Best Practices on FILESTREAM implementations

Hello all,

Recently I was asked to advise a customer on a FILESTREAM implementation he was devising, and part of that ended up becoming this blog post that I hope can be of some help for you.

When to use FILESTREAM?

In SQL Server, BLOBs can be standard varbinary(max) data that stores the data in tables, or FILESTREAM varbinary(max) objects that store the data in the file system. The size and use of the data determines whether you should use database storage or file system storage. So, in a nutshell, these are the typical scenarios where this feature is best suited:

  • If you are storing BLOBs with an average size of 1MB or more.
  • When fast read access is adamant.
  • When you must access BLOBs from your application's middle tier code.

Overall, the main advantages of using FILESTREAM over other options are:

  • Storage and retrieval of BLOBs is made together with relational data in a single data store.

- **Given records**:
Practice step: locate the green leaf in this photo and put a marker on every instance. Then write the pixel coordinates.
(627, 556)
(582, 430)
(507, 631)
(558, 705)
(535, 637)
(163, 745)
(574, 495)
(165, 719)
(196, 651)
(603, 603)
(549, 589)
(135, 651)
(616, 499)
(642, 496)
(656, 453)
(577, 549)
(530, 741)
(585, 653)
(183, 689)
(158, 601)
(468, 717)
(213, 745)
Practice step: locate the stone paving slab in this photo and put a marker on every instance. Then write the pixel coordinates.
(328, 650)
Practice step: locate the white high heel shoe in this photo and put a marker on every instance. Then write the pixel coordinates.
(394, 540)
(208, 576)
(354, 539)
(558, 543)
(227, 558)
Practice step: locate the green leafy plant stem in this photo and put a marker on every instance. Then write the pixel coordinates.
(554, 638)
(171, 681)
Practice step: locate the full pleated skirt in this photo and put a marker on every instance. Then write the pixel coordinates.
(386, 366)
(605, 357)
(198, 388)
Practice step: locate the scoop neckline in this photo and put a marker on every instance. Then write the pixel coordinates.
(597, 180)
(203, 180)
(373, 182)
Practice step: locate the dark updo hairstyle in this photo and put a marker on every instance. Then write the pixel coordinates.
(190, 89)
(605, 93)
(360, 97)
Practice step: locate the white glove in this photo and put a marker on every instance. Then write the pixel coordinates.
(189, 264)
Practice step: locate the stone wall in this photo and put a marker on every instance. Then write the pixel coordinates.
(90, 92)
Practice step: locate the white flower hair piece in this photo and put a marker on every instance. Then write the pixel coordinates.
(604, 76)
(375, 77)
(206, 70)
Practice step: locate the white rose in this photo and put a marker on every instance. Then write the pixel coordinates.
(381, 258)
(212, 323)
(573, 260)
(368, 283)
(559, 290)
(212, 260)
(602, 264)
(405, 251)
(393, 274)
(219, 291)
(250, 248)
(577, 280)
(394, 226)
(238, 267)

- **Written task**: Copy out the FILESTREAM best-practices post above word for word, from its title to its final bullet point.

- **Output for this exercise**:
Best Practices on FILESTREAM implementations

Hello all,

Recently I was asked to advise a customer on a FILESTREAM implementation he was devising, and part of that ended up becoming this blog post that I hope can be of some help for you.

When to use FILESTREAM?

In SQL Server, BLOBs can be standard varbinary(max) data that stores the data in tables, or FILESTREAM varbinary(max) objects that store the data in the file system. The size and use of the data determines whether you should use database storage or file system storage. So, in a nutshell, these are the typical scenarios where this feature is best suited:

  • If you are storing BLOBs with an average size of 1MB or more.
  • When fast read access is adamant.
  • When you must access BLOBs from your application's middle tier code.

Overall, the main advantages of using FILESTREAM over other options are:

  • Storage and retrieval of BLOBs is made together with relational data in a single data store.